▸ QUOTED PASSAGE
----

Received: 8 March 2010
Accepted: 30 June 2010

Abstract

Context. The transition of the magnetic field from the ambient magnetic field to the ejecta in the sheath downstream of a coronal mass ejection (CME) driven shock is analyzed in detail. The field rotation in the sheath occurs in a two-layer structure. In the first layer, layer 1, the magnetic field rotates in the coplanarity plane (plane of shock normal and the upstream magnetic field), and in layer 2 rotates off this plane. We investigate the evolution of the two layers as the sheath evolves away from the Sun.

Aims. In situ observations have shown that the magnetic field in the sheath region in front of an interplanetary coronal mass ejection (ICME) form a planar magnetic structure, and the magnetic field lines drape around the flux tube. Our objective is to investigate the magnetic configuration of the CME near the sun.

Methods. We used the space weather modeling framework (SWMF), a 3D magnetohydrodynamics (MHD) simulation code, to simulate the propagation of CMEs and the shock driven by it.

Results. We find that close to the Sun, layer 2 dominates the width of the sheath, diminishing its importance as the sheath evolves away from the Sun, in agreement with observations at 1 AU.

Key words: magnetohydrodynamics (MHD) / magnetic fields / Sun: coronal mass ejections (CMEs)

© ESO, 2011

1. Introduction

A coronal mass ejection (CME) is now understood to be an eruption of magnetized plasma from the Sun of energy up to 10³² erg. Sometimes a CME has a speed higher than the fast-mode magnetosonic speed in the background solar wind, and a shock is driven in front of it (Hudson et al. 2006). The CME is of great importance to space weather for at least two reasons: 1) some CMEs come across Earth and have great impact on Earth′s magnetosphere (see review, Webb and Gopalswamy 2006); 2) a fraction of CME-driven shocks of large Mach number are able to generate very high-energy (GeV) particles, which are hazardous to life and instruments onboard spacecrafts in outer space (Roussev et al. 2004; Lee 2005). Remote sensing of CMEs near the Sun demonstrate that 30% of CMEs have a bright front and a dark cavity (Hundhausen 1987). The bright front is now known as a higher-density plasma and the dark cavity corresponds to the ejected flux rope. In this work we focus only on the CMEs that have a three-part structure and drive a shock ahead.

In situ observations of ICME, the counterpart of CME at 1 AU, reveal detailed information about the transition from the sheath to the ejecta. At the lower boundary of the sheath, the magnetic field lines drape around the flux rope (Kaymaz & Siscoe 2006). In-depth analysis of ICME in relationship to magnetic field draping were also performed by Liu et al. (2006), and a comparison with MHD simulations was conducted by Liu et al. (2008a). Observations of ICMEs have found planar magnetic structures (PMS), which are characterized by an ordering of magnetic fields into laminar sheets in the sheath (Nakagawa et al. 1989). Other research suggests that PMSs form by the processes of the magnetic field draping around the magnetic cloud (Farrugia et al. 1990; Neugebauer et al. 1993; Jones et al. 2003). Studies by Kataoka et al. (2005) demonstrated that the generation of PMS is related to both the plasma −β (the ratio of the magnetic pressure to the thermal pressure) and the shock magnetic angle θ_Bn (the angle between the shock normal and the magnetic field) downstream of the shock. These studies establish the magnetic structure configuration in the sheath region for ICMEs. However, for CMEs near the sun, the magnetic configuration in the sheath and its evolution are not well understood.

----

▸ ENTRIES SHOWN
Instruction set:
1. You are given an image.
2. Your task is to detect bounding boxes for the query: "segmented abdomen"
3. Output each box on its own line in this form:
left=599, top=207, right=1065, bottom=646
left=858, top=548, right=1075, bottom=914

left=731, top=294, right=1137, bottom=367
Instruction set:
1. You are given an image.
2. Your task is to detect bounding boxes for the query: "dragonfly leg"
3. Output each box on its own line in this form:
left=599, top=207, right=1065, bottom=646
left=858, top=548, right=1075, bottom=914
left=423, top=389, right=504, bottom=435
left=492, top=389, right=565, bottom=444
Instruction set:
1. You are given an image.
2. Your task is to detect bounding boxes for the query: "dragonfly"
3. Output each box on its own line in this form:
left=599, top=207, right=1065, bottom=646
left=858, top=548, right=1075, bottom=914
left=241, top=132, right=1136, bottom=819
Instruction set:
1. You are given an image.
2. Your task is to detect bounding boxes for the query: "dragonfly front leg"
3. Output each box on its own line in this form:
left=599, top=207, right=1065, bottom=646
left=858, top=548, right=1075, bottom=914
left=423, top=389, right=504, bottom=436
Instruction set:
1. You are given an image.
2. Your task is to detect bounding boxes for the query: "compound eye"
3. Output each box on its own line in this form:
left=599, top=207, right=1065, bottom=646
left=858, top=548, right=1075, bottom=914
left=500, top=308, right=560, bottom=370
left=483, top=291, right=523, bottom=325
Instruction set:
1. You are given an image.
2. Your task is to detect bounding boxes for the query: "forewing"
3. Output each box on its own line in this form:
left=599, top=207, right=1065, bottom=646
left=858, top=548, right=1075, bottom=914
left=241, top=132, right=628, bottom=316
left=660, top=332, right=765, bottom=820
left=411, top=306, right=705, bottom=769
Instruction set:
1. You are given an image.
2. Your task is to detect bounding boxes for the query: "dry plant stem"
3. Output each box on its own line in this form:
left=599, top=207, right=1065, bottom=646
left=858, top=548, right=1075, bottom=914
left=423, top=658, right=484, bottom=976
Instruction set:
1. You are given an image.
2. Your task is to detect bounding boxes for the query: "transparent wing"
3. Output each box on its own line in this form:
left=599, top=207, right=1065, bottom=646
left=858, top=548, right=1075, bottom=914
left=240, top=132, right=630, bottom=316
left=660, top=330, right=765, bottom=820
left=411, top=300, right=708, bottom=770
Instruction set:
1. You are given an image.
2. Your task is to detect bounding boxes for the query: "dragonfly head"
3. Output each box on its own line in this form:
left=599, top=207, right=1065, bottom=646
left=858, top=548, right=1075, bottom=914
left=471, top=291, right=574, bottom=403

----

▸ REQUESTS
a - Copy the part of the coronal mass ejection text between "Aims. In situ" and "near the sun.", inclusive.
b - Using the coronal mass ejection text, answer these questions:
(i) In layer 1, in which plane does the magnetic field rotate?
(ii) What simulation framework was used to model the propagation of CMEs?
(iii) What percentage of CMEs observed near the Sun have a bright front and a dark cavity?

▸ EXERCISE ANSWERS
a -
Aims. In situ observations have shown that the magnetic field in the sheath region in front of an interplanetary coronal mass ejection (ICME) form a planar magnetic structure, and the magnetic field lines drape around the flux tube. Our objective is to investigate the magnetic configuration of the CME near the sun.

b -
(i) The coplanarity plane (the plane of the shock normal and the upstream magnetic field)
(ii) The space weather modeling framework (SWMF), a 3D magnetohydrodynamics (MHD) simulation code
(iii) 30%